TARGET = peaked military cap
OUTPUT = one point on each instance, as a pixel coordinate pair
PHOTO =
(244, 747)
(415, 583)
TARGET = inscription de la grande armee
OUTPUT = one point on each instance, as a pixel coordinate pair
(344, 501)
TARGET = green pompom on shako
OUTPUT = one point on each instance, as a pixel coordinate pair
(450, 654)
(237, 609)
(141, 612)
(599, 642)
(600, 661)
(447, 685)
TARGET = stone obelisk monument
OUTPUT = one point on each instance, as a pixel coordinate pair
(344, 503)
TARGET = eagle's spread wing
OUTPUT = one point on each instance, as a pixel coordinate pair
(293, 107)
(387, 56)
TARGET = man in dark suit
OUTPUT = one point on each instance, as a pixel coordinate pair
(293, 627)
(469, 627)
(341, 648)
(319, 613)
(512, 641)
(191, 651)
•••••
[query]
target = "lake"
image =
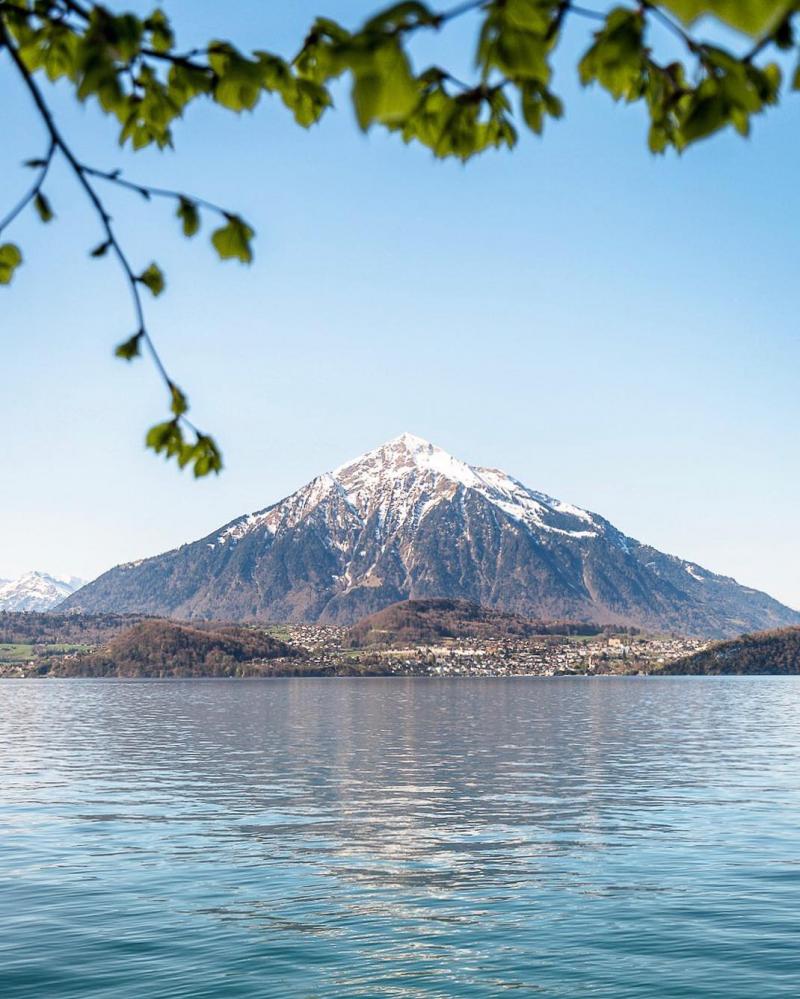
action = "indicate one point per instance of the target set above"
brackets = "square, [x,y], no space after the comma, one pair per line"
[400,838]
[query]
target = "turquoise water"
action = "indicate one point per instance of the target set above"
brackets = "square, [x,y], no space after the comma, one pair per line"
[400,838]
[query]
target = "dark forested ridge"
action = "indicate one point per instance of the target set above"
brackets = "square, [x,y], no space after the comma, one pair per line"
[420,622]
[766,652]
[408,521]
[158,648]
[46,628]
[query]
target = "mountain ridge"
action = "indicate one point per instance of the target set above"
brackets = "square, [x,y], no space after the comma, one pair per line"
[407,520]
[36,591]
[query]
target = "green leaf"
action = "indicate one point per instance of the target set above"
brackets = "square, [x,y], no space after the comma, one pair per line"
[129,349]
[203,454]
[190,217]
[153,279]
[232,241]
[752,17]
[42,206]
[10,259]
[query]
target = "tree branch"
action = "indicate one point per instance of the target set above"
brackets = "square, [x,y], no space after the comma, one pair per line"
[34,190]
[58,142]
•••••
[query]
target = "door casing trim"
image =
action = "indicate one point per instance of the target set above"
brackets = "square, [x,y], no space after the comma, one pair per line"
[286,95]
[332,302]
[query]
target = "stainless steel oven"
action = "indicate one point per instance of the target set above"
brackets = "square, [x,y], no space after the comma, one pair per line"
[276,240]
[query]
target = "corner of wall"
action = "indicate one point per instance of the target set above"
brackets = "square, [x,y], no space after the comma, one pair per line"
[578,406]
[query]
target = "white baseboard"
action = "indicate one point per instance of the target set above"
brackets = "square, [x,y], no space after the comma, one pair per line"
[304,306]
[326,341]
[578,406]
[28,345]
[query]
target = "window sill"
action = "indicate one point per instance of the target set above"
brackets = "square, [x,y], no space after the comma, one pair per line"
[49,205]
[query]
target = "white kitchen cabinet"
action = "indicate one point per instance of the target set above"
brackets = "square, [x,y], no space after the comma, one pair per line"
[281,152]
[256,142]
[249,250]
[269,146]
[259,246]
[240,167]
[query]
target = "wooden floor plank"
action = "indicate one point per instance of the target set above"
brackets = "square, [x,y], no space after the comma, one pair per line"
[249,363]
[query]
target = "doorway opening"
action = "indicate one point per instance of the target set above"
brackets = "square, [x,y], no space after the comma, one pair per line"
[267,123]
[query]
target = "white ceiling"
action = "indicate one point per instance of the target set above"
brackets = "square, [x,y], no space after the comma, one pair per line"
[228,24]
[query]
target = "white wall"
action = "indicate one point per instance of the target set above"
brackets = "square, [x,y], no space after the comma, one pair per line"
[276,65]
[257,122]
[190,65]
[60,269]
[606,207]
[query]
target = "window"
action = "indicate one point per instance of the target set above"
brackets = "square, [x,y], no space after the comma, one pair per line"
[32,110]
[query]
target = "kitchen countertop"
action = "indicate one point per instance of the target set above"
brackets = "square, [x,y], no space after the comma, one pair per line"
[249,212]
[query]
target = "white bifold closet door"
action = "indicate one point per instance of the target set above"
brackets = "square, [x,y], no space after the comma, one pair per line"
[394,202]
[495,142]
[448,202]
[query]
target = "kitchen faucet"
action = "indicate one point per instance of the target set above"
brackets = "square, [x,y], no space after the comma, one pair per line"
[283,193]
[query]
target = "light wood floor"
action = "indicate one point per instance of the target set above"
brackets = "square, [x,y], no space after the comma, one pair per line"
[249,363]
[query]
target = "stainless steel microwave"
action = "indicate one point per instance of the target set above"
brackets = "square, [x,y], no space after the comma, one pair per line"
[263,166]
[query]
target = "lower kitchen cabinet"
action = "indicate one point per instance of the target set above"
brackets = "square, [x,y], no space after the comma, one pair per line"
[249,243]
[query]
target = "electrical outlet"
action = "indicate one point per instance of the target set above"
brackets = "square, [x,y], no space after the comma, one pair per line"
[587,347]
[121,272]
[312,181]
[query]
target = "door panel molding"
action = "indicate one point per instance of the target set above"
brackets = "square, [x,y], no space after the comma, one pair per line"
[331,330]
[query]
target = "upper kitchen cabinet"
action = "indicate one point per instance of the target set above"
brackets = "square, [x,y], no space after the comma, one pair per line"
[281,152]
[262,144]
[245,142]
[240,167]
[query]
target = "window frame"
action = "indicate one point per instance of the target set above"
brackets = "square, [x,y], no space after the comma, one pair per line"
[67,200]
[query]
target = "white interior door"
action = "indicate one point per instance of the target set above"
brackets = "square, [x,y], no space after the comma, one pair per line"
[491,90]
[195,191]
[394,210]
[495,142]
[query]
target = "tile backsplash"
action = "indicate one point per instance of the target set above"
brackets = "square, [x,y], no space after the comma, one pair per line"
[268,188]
•••••
Retrieve each line of the data in which the word "green" can be found.

TARGET = green pompom on shako
target = "green leaf"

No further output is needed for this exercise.